--- BEGIN ---
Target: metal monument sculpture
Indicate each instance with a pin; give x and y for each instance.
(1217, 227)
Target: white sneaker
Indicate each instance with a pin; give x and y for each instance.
--- END ---
§ Problem statement
Rewrite the lines above, swapping "pin" for "marker" and leaving everything else unchanged.

§ Output of the exercise
Target: metal monument sculpture
Indicate each instance with a marker; give x and y for each instance.
(1217, 227)
Target: white sneaker
Indicate each instance with a marker; give x and y for each instance.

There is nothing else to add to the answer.